### PROBLEM TO SOLVE:
Transcribe every line exactly. Leave the pictures behind.

********

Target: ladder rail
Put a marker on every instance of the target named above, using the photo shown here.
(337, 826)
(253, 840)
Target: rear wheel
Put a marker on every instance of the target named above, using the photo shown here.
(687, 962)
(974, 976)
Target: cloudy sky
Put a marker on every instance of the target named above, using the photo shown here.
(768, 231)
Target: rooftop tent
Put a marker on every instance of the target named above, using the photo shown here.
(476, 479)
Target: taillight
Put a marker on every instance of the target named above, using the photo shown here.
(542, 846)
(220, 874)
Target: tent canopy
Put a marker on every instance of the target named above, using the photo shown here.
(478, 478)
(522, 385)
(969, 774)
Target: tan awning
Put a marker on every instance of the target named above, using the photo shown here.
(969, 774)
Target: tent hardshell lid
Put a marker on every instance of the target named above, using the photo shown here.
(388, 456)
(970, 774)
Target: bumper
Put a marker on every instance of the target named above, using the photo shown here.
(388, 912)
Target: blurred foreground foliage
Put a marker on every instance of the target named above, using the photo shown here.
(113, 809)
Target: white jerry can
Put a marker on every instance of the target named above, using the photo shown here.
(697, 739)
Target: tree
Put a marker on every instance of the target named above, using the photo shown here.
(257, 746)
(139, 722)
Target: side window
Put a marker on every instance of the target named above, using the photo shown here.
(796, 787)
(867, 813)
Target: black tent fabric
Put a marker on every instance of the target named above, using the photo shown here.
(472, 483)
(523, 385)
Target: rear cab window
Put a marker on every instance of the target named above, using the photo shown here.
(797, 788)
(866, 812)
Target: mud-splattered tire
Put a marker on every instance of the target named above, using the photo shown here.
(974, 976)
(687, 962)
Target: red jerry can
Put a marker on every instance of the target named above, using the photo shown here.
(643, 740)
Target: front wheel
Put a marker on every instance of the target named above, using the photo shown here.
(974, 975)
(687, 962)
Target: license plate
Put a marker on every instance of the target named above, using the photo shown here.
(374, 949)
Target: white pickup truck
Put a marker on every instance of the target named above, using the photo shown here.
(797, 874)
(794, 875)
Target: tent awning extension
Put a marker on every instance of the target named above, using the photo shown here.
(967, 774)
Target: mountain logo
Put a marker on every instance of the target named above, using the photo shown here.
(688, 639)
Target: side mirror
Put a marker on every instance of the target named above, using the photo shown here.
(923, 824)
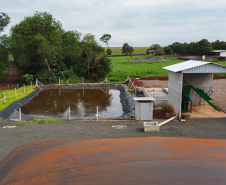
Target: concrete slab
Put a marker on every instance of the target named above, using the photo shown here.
(206, 112)
(151, 127)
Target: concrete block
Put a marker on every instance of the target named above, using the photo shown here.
(151, 127)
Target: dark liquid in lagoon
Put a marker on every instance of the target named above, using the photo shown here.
(54, 103)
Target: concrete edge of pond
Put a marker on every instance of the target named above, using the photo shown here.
(125, 98)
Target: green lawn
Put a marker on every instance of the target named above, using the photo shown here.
(10, 95)
(137, 50)
(123, 69)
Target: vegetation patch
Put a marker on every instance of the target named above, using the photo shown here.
(130, 90)
(4, 73)
(137, 50)
(11, 97)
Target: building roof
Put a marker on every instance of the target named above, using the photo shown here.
(219, 51)
(144, 99)
(194, 66)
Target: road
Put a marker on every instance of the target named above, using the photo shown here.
(12, 77)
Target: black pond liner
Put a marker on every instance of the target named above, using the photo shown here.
(125, 98)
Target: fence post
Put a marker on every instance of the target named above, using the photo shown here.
(97, 114)
(20, 114)
(69, 115)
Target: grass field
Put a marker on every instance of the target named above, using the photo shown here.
(137, 50)
(123, 69)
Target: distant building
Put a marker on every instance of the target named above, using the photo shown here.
(220, 55)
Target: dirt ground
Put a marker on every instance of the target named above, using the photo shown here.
(11, 138)
(12, 77)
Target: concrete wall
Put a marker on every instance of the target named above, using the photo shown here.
(202, 81)
(175, 84)
(223, 54)
(138, 110)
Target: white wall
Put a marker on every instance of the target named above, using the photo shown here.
(223, 54)
(175, 84)
(202, 81)
(138, 109)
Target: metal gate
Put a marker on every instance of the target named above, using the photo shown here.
(144, 111)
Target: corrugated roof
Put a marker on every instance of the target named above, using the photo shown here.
(144, 99)
(194, 66)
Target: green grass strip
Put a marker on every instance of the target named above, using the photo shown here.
(10, 95)
(46, 120)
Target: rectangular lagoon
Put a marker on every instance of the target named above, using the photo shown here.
(54, 103)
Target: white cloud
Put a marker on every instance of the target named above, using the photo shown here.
(137, 22)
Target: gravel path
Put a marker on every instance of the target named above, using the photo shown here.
(25, 132)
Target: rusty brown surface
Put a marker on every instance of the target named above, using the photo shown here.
(153, 160)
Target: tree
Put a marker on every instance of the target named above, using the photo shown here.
(4, 21)
(204, 47)
(219, 45)
(109, 51)
(155, 49)
(168, 50)
(94, 64)
(71, 49)
(127, 49)
(37, 41)
(105, 38)
(131, 50)
(4, 51)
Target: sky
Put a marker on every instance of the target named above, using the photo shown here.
(136, 22)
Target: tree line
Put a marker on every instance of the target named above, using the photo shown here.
(42, 48)
(202, 47)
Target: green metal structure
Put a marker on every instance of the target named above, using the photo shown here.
(205, 96)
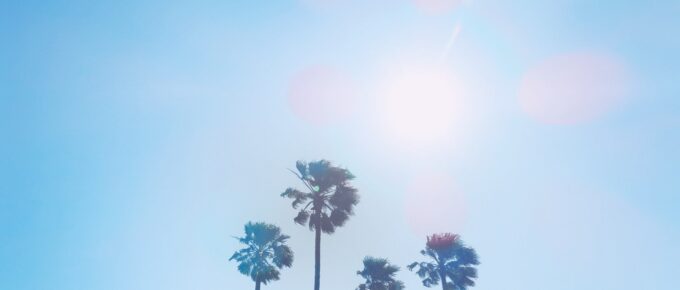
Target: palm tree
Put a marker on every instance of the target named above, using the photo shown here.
(450, 259)
(328, 202)
(379, 275)
(265, 253)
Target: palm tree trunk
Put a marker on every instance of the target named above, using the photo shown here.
(443, 276)
(317, 254)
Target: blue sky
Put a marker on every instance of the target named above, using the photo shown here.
(139, 136)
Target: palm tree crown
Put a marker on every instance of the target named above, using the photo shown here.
(379, 275)
(265, 253)
(450, 259)
(329, 200)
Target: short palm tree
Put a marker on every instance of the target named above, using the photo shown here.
(327, 202)
(379, 275)
(265, 253)
(450, 259)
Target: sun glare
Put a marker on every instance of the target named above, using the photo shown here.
(418, 105)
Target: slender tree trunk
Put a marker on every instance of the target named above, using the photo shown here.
(443, 276)
(317, 254)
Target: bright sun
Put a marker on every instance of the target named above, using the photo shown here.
(418, 105)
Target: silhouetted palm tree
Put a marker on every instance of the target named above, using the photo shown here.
(328, 202)
(450, 259)
(265, 254)
(379, 275)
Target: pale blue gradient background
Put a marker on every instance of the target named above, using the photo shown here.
(139, 136)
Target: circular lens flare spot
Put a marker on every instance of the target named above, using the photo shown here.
(573, 88)
(322, 95)
(433, 204)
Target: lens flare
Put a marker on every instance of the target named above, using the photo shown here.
(434, 204)
(322, 95)
(574, 88)
(419, 106)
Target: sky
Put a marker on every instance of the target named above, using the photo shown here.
(138, 137)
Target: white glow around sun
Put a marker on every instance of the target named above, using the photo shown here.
(419, 105)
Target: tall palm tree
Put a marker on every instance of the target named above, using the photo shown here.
(327, 202)
(450, 259)
(379, 275)
(265, 253)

********

### EXPECTED ANSWER:
Target: ladder rail
Put a marker on every instance of the target named above, using the photo shown here.
(337, 826)
(253, 840)
Target: rear wheel
Put a marker on every instance of the target named above, using the photo shown here.
(687, 962)
(974, 976)
Target: cloudy sky
Put a marker on every instance of the target named above, using the photo shown here.
(768, 231)
Target: rooftop tent
Put a marker on every instance of the target named above, using the photo shown here.
(476, 479)
Target: taillight
Put a marker on every instance of the target named above, using the photo shown here.
(542, 846)
(220, 874)
Target: tent canopy
Put a marker on every instance of the target named above, using the photo shown here.
(478, 478)
(522, 385)
(969, 774)
Target: tan awning
Put a marker on every instance of the target named above, using the photo shown here.
(969, 774)
Target: tent hardshell lid
Put a marker on every instance of the target named above, using the photo shown here.
(388, 456)
(970, 774)
Target: bumper
Put a marker on every instance of the target named above, using the photo shown here.
(388, 912)
Target: blurred foreground foliage
Put a marker on every instance of the target named above, using the photo shown here.
(113, 809)
Target: white jerry can
Put a marker on every instance of the target named above, using the photo shown here.
(697, 739)
Target: tree
Put a marker on every instance of the target named above, using the photo shown here.
(257, 746)
(139, 722)
Target: side window
Put a marker on every instance of the target named above, using the photo shown here.
(796, 787)
(867, 813)
Target: black tent fabric
Put a marker on every instance of the target named above, using the photo shown here.
(472, 483)
(523, 385)
Target: rear cab window
Put a marker on every instance of the target named above, using the photo shown here.
(797, 788)
(866, 812)
Target: mud-splattered tire
Put a marker on every instance of the target named above, using the photo shown here.
(974, 976)
(687, 962)
Target: red jerry can
Put a marker on every instance of the target named above, using the photo shown here.
(643, 740)
Target: front wheel
Put a marker on every instance of the target named above, using the photo shown here.
(974, 975)
(687, 962)
Target: license plate
Put a marker on every instance of the target named above, using the photo shown here.
(374, 949)
Target: white pickup truck
Put a marker on every instance of the target named above, using the photo shown here.
(797, 874)
(794, 875)
Target: tent awning extension
Put a marker on every instance of the target named above, using the photo shown here.
(967, 774)
Target: mountain logo
Put a marker on every instance of the target named above, using the photo shown here.
(688, 639)
Target: side mirror
Put a marker on every instance of the target named above, using the photo shown here.
(923, 824)
Target: concrete slab
Put a marker on every instance of the target named above, using the photo shown here.
(206, 112)
(151, 127)
Target: concrete block
Put a marker on every instance of the target named above, using the photo shown here.
(151, 127)
Target: dark liquid in lagoon
Put a marker on every instance of the target named above, using the photo shown here.
(54, 103)
Target: concrete edge of pond
Put a marker on every instance of the target named above, using the photo shown here.
(125, 98)
Target: green lawn
Put a marker on every instance of the target named above, using the photo shown here.
(10, 95)
(137, 50)
(123, 69)
Target: vegetation patch
Put a marker on every instance of the target named above, using the photo shown here.
(130, 90)
(4, 73)
(137, 50)
(11, 97)
Target: building roof
Put a marker on every instance of the target named above, using the photo shown here.
(219, 51)
(144, 99)
(194, 66)
Target: road
Put a marker on every instance of the target named above, using the photo shown here.
(12, 77)
Target: black pond liner
Put a marker on every instance of the target named above, using the photo shown here.
(125, 98)
Target: fence post
Put a marker on every instance of the target named above, using the photo shown here.
(97, 114)
(20, 114)
(69, 115)
Target: grass field
Put a marker on every instance of the target named above, using the photo shown here.
(137, 50)
(123, 69)
Target: distant building
Put a marker on every instance of the target named above, using the photo shown here.
(220, 55)
Target: dirt ground
Put a marker on every instance of the target named above, using the photo shown here.
(11, 138)
(12, 77)
Target: concrete wall
Put a marker on every instance of the target named above, using the photo shown here.
(202, 81)
(175, 84)
(223, 54)
(138, 110)
Target: white wall
Put a marker on every instance of the target named above, using the photo shown here.
(223, 54)
(175, 84)
(202, 81)
(138, 109)
Target: metal gate
Put a marker on every instance of the target named above, using the photo shown here.
(144, 111)
Target: corrugated roof
Put a marker on every instance of the target named above, using the photo shown here.
(144, 99)
(194, 66)
Target: green grass strip
Put a marker on every instance of the target named above, using the photo shown here.
(10, 95)
(46, 120)
Target: rectangular lagoon
Put a marker on every instance of the target named above, using the photo shown here.
(54, 103)
Target: white cloud
Put a marker on every instance of the target named above, using the photo shown here.
(137, 22)
Target: gravel path
Put a marker on every instance of the target named above, using the photo shown here.
(25, 132)
Target: rusty brown surface
Put a marker on every instance of the target named above, using the photo shown here.
(153, 160)
Target: tree
Put a marker on every instance of the target named above, using the photo shown here.
(4, 21)
(204, 47)
(219, 45)
(109, 51)
(155, 49)
(168, 50)
(94, 64)
(71, 49)
(127, 49)
(37, 41)
(105, 38)
(131, 50)
(4, 51)
Target: sky
Put a marker on every instance of the target named above, using the photo shown here.
(136, 22)
Target: tree line
Put a marker on every instance of the target named above, using the photo shown here.
(42, 48)
(202, 47)
Target: green metal structure
Put a marker on every instance of the target named above, using the photo shown here.
(205, 96)
Target: palm tree
Put a marker on every instance of the target named above, using the photo shown here.
(450, 259)
(328, 202)
(379, 275)
(265, 253)
Target: palm tree trunk
Put a marker on every instance of the target named above, using the photo shown here.
(443, 276)
(317, 254)
Target: blue sky
Put a marker on every instance of the target named above, using the photo shown here.
(139, 136)
Target: palm tree crown
Put a marker on every instance of the target named above, using the photo shown here.
(379, 275)
(265, 253)
(450, 259)
(329, 200)
Target: short palm tree
Put a marker on every instance of the target named above, using the photo shown here.
(327, 202)
(379, 275)
(265, 253)
(450, 259)
Target: sun glare
Put a marker on every instance of the target named above, using the photo shown here.
(418, 105)
Target: slender tree trunk
Put a marker on every instance of the target named above, using the photo shown here.
(443, 276)
(317, 254)
Target: bright sun
Put a marker on every instance of the target named above, using the photo shown here.
(418, 105)
Target: silhouetted palm tree
Put a marker on every instance of the target named above, using the photo shown here.
(328, 202)
(450, 259)
(265, 254)
(379, 275)
Target: pale blue gradient background
Put a marker on every instance of the target named above, using the photo shown here.
(139, 136)
Target: circular lens flare spot
Put a marker on every instance of the target named above, using the photo shown here.
(573, 88)
(322, 95)
(433, 204)
Target: lens flare
Put a marker on every instance of the target named above, using the photo shown here.
(434, 204)
(322, 95)
(574, 88)
(419, 106)
Target: sky
Put a marker on every instance of the target named above, using the photo shown here.
(138, 137)
Target: white glow around sun
Put a marker on every instance of the target named above, using the photo shown here.
(419, 105)
Target: tall palm tree
Put a marker on every instance of the target named above, using the photo shown here.
(327, 202)
(450, 259)
(379, 275)
(265, 253)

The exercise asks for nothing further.